Look below for the line that contains "the white road", then quote it and all the lines after it, exactly, with the pictures left out.

§ RECORDS FOR THIS EXERCISE
•••
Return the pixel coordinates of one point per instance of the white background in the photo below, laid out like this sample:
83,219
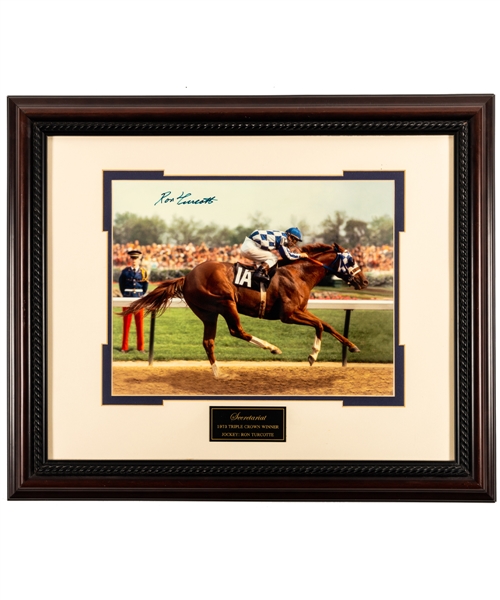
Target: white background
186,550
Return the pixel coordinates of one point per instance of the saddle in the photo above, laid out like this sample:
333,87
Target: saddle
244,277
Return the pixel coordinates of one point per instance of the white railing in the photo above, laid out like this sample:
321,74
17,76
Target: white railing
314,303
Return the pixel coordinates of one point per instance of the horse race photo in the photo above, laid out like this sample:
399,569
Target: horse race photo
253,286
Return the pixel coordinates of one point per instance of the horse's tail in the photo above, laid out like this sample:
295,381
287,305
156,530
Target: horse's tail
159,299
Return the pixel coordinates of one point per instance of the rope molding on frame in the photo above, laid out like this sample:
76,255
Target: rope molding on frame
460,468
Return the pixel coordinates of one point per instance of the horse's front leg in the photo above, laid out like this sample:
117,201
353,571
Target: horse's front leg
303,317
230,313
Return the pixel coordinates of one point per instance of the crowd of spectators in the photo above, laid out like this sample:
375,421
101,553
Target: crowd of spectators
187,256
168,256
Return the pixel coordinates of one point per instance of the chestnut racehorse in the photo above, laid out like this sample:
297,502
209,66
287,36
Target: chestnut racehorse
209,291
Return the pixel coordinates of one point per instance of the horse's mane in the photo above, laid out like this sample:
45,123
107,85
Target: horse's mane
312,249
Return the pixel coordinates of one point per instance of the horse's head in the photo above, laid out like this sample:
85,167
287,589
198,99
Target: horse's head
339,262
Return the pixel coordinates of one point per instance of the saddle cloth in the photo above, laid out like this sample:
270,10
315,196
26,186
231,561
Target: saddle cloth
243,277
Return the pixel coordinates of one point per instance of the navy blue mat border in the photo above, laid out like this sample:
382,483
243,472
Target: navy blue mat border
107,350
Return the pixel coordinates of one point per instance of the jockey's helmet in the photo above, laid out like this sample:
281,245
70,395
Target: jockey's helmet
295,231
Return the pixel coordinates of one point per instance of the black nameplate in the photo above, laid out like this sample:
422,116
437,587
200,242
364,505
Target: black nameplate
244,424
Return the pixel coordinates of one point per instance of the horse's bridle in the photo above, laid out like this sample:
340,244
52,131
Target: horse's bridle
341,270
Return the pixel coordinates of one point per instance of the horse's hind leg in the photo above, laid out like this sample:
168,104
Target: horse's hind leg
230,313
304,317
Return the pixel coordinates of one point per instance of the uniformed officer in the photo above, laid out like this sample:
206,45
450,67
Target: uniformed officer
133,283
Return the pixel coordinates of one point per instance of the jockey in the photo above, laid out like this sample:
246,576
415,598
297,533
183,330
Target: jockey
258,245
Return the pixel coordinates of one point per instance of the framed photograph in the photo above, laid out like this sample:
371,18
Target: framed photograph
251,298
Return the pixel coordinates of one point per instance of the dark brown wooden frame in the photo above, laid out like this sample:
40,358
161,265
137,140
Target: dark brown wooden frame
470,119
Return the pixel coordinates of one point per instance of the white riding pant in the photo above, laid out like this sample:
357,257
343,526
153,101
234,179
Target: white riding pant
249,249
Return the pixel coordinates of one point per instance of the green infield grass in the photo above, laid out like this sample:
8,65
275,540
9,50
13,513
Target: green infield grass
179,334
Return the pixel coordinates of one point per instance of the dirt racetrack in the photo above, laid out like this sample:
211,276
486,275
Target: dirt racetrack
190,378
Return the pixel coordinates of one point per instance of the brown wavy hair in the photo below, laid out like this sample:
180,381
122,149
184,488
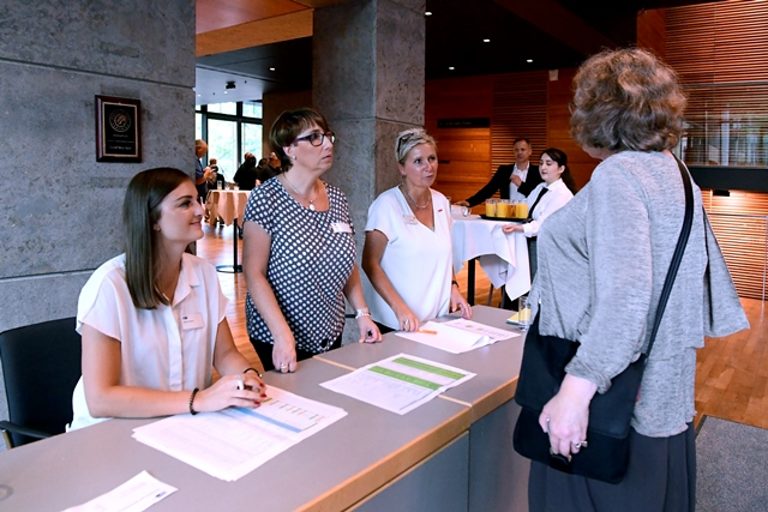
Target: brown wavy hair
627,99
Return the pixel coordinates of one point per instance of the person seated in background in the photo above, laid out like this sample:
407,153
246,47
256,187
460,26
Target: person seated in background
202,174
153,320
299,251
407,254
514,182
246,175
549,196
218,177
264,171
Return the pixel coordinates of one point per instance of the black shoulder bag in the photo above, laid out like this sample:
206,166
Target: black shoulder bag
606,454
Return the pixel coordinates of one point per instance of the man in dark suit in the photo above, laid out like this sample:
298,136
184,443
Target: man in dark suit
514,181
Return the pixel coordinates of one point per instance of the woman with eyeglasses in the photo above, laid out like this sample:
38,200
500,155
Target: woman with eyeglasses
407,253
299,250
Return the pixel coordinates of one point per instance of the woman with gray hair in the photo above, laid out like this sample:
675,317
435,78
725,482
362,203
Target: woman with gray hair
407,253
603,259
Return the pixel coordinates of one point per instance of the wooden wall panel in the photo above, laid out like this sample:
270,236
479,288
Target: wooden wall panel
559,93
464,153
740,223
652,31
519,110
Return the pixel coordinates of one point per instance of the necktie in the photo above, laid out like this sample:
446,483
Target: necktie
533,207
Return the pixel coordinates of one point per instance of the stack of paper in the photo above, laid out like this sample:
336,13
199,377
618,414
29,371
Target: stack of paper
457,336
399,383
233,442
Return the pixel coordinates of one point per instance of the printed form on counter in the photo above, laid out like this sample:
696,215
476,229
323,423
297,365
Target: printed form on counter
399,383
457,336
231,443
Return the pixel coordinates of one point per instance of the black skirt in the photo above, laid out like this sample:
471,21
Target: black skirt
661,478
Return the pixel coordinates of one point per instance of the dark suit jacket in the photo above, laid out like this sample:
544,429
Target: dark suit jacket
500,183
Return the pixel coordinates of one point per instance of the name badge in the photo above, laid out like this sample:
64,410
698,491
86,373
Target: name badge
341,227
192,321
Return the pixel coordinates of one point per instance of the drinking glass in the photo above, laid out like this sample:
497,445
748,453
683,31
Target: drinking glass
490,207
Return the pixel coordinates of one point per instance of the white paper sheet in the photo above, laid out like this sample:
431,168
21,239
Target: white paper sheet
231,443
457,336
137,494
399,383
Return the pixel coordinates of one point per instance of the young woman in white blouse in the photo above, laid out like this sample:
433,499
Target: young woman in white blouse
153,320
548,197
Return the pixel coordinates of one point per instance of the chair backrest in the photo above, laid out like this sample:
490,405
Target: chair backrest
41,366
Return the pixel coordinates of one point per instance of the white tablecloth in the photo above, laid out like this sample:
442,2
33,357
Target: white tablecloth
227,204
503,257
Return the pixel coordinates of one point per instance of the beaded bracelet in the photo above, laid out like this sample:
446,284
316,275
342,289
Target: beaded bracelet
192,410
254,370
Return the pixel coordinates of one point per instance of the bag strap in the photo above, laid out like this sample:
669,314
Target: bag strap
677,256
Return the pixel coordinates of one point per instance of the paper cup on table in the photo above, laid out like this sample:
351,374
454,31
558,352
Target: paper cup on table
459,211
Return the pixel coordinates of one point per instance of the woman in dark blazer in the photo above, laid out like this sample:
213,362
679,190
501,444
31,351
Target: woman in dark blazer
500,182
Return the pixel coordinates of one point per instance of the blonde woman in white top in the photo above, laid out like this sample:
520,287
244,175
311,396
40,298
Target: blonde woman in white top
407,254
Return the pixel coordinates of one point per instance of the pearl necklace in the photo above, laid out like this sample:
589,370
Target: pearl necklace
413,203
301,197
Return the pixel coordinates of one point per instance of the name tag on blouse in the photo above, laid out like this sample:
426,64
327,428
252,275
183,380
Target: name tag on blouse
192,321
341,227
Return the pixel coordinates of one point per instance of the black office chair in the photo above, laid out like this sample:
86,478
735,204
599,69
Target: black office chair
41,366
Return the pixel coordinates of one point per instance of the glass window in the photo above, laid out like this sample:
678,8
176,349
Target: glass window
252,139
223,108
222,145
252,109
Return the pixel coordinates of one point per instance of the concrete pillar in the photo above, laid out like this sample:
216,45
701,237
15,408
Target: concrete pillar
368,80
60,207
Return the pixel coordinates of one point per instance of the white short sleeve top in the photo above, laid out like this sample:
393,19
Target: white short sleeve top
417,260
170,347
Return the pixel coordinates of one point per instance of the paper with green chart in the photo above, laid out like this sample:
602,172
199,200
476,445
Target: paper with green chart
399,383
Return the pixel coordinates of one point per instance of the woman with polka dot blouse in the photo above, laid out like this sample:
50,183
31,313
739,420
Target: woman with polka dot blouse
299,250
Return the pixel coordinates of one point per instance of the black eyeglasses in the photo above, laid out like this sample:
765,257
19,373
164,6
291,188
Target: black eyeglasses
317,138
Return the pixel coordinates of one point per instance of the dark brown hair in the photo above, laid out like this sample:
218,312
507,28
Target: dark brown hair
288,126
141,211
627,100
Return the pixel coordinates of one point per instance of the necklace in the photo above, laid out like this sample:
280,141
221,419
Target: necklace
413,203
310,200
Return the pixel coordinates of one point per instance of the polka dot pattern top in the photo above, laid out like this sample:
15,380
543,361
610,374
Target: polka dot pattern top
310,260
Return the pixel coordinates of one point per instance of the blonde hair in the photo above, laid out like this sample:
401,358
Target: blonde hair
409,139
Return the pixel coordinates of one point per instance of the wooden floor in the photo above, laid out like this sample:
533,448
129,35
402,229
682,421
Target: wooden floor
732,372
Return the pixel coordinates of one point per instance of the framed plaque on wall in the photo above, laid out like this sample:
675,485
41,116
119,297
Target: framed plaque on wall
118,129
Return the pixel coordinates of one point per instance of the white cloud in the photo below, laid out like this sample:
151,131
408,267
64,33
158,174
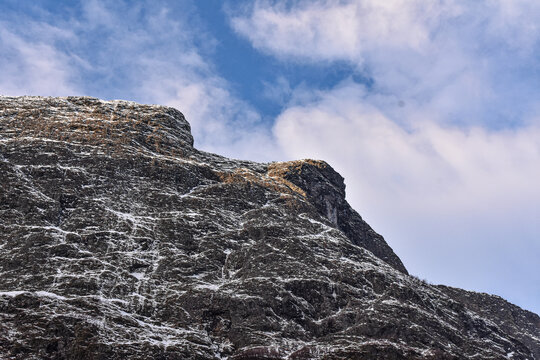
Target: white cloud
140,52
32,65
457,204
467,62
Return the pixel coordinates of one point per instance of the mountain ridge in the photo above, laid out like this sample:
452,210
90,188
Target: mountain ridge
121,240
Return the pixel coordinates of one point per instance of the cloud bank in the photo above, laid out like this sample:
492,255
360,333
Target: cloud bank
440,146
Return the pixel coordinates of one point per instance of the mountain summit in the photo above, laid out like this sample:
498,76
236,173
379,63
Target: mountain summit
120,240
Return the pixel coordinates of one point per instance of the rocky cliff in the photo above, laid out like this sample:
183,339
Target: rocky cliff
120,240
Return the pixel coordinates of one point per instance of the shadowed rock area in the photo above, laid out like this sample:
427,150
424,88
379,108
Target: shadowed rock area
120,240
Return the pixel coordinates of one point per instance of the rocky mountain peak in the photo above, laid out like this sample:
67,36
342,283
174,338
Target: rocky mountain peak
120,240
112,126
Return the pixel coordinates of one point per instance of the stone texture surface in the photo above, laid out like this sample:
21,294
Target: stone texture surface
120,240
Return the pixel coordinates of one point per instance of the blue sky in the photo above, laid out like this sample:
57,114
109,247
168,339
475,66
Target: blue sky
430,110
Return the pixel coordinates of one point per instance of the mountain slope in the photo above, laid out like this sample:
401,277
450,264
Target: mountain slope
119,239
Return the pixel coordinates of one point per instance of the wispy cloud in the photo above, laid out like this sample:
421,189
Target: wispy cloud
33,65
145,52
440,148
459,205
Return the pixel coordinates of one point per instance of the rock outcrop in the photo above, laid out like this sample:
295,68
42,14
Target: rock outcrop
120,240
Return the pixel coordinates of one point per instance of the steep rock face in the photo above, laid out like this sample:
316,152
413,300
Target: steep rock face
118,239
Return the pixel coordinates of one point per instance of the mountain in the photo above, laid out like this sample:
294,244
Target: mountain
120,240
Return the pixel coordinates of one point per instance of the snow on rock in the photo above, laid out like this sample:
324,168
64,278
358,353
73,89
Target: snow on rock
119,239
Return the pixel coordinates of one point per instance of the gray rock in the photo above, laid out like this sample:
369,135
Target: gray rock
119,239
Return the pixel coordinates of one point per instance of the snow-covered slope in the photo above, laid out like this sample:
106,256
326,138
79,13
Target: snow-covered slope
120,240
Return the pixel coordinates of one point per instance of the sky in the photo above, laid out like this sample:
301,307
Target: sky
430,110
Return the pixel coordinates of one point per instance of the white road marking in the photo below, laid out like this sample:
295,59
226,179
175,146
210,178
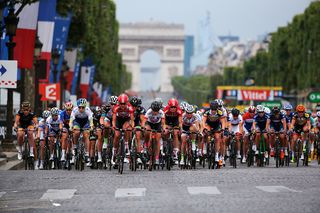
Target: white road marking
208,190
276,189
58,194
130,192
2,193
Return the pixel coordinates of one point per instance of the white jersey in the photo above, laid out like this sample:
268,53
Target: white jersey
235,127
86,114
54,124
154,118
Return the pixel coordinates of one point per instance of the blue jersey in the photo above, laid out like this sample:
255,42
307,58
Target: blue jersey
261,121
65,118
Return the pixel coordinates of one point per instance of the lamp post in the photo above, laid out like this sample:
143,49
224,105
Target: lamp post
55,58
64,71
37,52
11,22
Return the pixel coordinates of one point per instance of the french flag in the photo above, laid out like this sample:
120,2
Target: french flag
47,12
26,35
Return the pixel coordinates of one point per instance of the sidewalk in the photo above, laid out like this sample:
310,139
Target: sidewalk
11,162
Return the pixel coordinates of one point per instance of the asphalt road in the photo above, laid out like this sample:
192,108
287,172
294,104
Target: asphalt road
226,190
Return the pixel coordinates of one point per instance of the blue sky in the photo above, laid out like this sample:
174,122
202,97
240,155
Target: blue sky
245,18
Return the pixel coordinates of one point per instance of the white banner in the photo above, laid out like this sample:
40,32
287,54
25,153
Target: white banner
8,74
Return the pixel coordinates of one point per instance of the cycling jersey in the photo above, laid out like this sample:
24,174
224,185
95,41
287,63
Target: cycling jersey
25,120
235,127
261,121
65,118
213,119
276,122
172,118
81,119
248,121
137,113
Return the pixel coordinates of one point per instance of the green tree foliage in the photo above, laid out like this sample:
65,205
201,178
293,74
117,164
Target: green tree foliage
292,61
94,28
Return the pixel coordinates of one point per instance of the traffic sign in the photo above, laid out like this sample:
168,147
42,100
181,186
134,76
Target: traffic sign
•••
§ RESPONSE TO THE TASK
Return the pixel coordinates of one point per instance of the white road marking in the photo below, laid out like this sample:
295,59
226,179
175,146
210,178
Target: white road marking
208,190
276,189
58,194
130,192
2,193
Return the pixel coordinates of one point per instance of the white jersey in the photo above, laid out like this sample:
268,53
Target: white jersey
235,127
86,114
54,124
154,118
Return the pixel coordinates of one point per instance of the blue jersey in the photo above, laid out like this sample:
255,42
307,58
Target: blue jersey
261,121
65,118
Return the pixel coordinates of one point per instance of the lamp post in the photo above, laid out like this sample:
143,49
224,105
Target: lamp post
55,58
64,71
37,52
11,22
Return the pixel coordinates of one point per instance of the french flag in the photo above, laid out like this sample:
120,2
Target: french flag
47,12
26,35
Return the pixel coordinates of one point per instance of the sidewalk in the photo above, laid out like this sample:
310,139
Target: sidewalk
11,162
Return the pixel coordinates of one point per instance of the asphalt road in the photo above, laid out like this sample:
192,108
287,172
294,104
Target: asphalt road
226,190
Return the pixel coordinates of one point per instance of the blue sky in the photo above, laid out like this sample:
174,122
202,97
240,155
Target: blue sky
245,18
Return the pixel coordinates of one point per instance of the white banner in the photo above, laid out like this sample:
40,32
287,54
25,153
Target: white banner
8,74
Return the pixel coordinates of one point per instance of the cycling jersey in the photo above, laid out like this sample:
24,174
224,185
95,41
287,63
Target: cycling jersey
25,120
235,127
261,121
65,118
213,119
276,122
172,118
81,119
248,121
137,113
Return the pixel coordinates of one point per instance of the green tree foliage in the photo above, laid out like this sample:
65,205
201,178
293,74
117,164
Target: green tree foliage
292,61
94,28
Return the pixel coordinates of one point per instance of the traffic sign in the photo above, laid out like this sample:
168,147
42,100
181,186
134,76
Target: traffic sign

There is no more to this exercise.